## Problem requirements
Give every line of the data again, exactly.

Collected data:
+---+

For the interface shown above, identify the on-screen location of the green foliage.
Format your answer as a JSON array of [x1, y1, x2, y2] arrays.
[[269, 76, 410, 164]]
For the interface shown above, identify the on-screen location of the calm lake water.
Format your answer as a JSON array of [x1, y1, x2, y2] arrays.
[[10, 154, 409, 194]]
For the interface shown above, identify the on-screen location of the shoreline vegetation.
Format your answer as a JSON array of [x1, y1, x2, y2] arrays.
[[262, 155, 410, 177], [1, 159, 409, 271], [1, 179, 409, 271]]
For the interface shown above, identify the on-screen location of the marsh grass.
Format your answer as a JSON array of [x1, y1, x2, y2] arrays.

+---+

## Solution to this task
For the interface shown above, identify the on-screen location of the green foliage.
Format your answer as a JSON array of [x1, y1, x2, y2] arrays.
[[269, 76, 410, 164]]
For the interface shown above, identify the on-screen location of the calm lake water.
Format your answer as a JSON array of [x1, y1, x2, y2] arrays.
[[10, 154, 409, 194]]
For the interface shown above, identify the on-screen location of the shoreline vegetation.
Format your answer as a JSON array of [x1, y1, x2, y2] arrays.
[[262, 155, 410, 177], [1, 159, 409, 271], [1, 179, 409, 271]]
For the interface shown above, identify the on-screen location of the marsh grass.
Format your answer as a JSON array of [x1, y1, x2, y2] arrays.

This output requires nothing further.